==== Source data ====
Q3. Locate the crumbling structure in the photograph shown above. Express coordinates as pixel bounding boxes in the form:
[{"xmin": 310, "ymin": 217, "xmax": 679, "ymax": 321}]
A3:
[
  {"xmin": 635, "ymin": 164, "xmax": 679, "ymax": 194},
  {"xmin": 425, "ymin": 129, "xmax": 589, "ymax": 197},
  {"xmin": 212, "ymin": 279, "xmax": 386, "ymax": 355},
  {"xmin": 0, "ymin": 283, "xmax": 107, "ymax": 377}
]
====
• [Task requirements]:
Format every line of the entries above as a Markdown table with the columns "Number" and "Text", one row per line in order, skipping any blank lines.

• [The response]:
| Number | Text |
|---|---|
| 1 | Q3. Locate the crumbling structure in the photograph shown above. Express coordinates as pixel bounding boxes in the form: |
| 2 | [{"xmin": 310, "ymin": 217, "xmax": 679, "ymax": 321}] |
| 3 | A3: |
| 4 | [ |
| 5 |   {"xmin": 635, "ymin": 164, "xmax": 679, "ymax": 194}, |
| 6 |   {"xmin": 425, "ymin": 129, "xmax": 589, "ymax": 197}, |
| 7 |   {"xmin": 212, "ymin": 279, "xmax": 386, "ymax": 355}, |
| 8 |   {"xmin": 0, "ymin": 283, "xmax": 107, "ymax": 377} |
| 9 | ] |